● About this task:
The data below should be copied over with complete accuracy.

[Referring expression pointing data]
━━━━━━━━━━━━━━━━━━━━━━━━━━━━━━

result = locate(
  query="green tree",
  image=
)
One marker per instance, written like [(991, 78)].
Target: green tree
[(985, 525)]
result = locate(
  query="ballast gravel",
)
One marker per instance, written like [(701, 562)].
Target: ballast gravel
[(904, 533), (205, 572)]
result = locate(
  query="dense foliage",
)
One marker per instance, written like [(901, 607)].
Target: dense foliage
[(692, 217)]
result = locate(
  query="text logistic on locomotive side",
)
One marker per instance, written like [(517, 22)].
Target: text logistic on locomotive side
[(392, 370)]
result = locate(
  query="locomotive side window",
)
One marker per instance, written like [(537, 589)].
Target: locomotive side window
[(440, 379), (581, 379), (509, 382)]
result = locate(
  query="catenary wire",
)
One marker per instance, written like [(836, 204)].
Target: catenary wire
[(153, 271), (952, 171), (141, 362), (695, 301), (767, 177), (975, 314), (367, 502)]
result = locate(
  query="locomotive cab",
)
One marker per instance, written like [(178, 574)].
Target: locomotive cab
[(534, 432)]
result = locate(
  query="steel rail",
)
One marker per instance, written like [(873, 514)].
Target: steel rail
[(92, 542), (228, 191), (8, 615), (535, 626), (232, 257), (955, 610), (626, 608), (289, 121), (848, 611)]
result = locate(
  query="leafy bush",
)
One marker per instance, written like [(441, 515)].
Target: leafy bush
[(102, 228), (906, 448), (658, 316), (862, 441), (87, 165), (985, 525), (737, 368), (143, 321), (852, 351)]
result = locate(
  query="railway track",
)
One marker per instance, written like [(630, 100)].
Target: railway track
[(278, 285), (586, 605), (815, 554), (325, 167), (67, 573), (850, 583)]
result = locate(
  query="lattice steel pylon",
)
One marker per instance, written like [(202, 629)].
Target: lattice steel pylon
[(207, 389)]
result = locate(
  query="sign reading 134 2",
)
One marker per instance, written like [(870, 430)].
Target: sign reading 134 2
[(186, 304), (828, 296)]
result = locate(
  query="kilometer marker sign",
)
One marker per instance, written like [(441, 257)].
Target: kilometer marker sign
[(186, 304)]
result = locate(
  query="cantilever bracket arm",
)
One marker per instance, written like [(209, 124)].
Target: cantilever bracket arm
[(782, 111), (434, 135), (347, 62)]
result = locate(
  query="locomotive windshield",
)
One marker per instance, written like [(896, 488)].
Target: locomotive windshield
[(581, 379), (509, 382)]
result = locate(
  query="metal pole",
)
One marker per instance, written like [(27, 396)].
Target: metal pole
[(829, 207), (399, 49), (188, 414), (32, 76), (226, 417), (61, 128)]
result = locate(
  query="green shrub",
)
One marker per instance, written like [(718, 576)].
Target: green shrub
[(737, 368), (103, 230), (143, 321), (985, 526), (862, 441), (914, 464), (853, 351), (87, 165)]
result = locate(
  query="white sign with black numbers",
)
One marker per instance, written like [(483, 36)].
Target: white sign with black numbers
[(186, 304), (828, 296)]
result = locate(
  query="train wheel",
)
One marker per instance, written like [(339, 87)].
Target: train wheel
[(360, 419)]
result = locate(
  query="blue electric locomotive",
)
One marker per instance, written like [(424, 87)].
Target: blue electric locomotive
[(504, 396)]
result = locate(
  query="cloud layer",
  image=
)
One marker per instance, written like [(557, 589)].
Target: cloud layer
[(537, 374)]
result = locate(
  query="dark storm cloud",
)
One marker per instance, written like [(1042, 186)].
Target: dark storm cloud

━━━━━━━━━━━━━━━━━━━━━━━━━━━━━━

● Result of this task:
result = locate(
  query="green tree",
  image=
)
One marker per instance, written like [(991, 78)].
Target: green tree
[(985, 525)]
result = locate(
  query="ballast gravel",
)
One marker per instance, written like [(701, 562)].
Target: ballast gravel
[(904, 533), (205, 572)]
result = locate(
  query="dense foliage",
)
One marker per instance, written like [(901, 607)].
Target: dense foliage
[(692, 217)]
result = locate(
  query="text logistic on locomotive side",
)
One marker per instance, written like [(517, 22)].
Target: text logistic on locomotive side
[(392, 370)]
result = locate(
  query="locomotive side window",
)
One marker per instance, written like [(537, 589)].
Target: locomotive side window
[(440, 379), (581, 379), (509, 382)]
result = locate(
  query="catenary wire",
)
One marker per instance, written like [(836, 204)].
Target: catenary wire
[(153, 271), (952, 171), (141, 362), (695, 301), (767, 177), (975, 314), (367, 502)]
result = locate(
  query="locomotive cab",
)
One marker per instance, written like [(178, 574)].
Target: locomotive cab
[(534, 432)]
result = locate(
  query="steel rail",
)
One marker per instance, written like [(873, 514)].
Target: steel rail
[(92, 542), (228, 191), (8, 615), (535, 626), (232, 257), (955, 610), (626, 608), (289, 121), (848, 611)]
result = locate(
  query="leafy bush",
)
One marker per instance, written like [(441, 515)].
Target: leafy bush
[(102, 228), (906, 448), (658, 316), (862, 441), (87, 165), (985, 525), (737, 368), (143, 321), (852, 351)]
result = locate(
  query="railway track",
)
One marker per instance, written like [(630, 100)].
Target: railway track
[(278, 285), (586, 605), (815, 554), (325, 167), (67, 573), (850, 583)]
result = locate(
  query="lattice steel pylon",
)
One marker per instance, written like [(202, 629)].
Target: lattice steel pylon
[(207, 389)]
result = locate(
  query="sign reading 134 2",
)
One marker per instance, written like [(870, 430)].
Target: sign reading 134 2
[(186, 304), (828, 296)]
result = locate(
  query="kilometer marker sign",
)
One marker per instance, written like [(441, 257)].
Target: kilometer marker sign
[(186, 304)]
result = locate(
  query="cantilever bracket arm",
)
One marker per instance, written like [(209, 124)].
Target: cantilever bracket arm
[(782, 111), (434, 135), (347, 62)]
result = locate(
  query="locomotive windshield",
)
One marker per instance, written like [(896, 488)].
Target: locomotive windshield
[(581, 379), (509, 382)]
result = locate(
  query="metal pole",
)
One marker per instance, written like [(27, 396)].
Target: metal pole
[(829, 207), (399, 49), (188, 414), (32, 76), (226, 417), (61, 128)]
result = locate(
  query="green shrub",
)
One marker per instance, written like [(718, 576)].
Target: green shrub
[(737, 368), (103, 230), (143, 321), (985, 526), (862, 441), (914, 464), (853, 351), (87, 165)]
result = locate(
  query="white sign with black numbers",
)
One marker per instance, written like [(483, 36)].
Target: white sign with black numbers
[(186, 304), (828, 296)]
result = locate(
  query="train wheel",
)
One marker per instance, written like [(339, 87)].
Target: train wheel
[(360, 419)]
result = locate(
  query="blue electric locomotive",
)
One marker per instance, written like [(424, 87)].
Target: blue electric locomotive
[(504, 396)]
result = locate(
  query="cloud layer",
  image=
)
One marker per instance, written like [(557, 589)].
Target: cloud layer
[(537, 374)]
result = locate(
  query="dark storm cloud",
)
One marker per instance, written like [(1042, 186)].
Target: dark storm cloud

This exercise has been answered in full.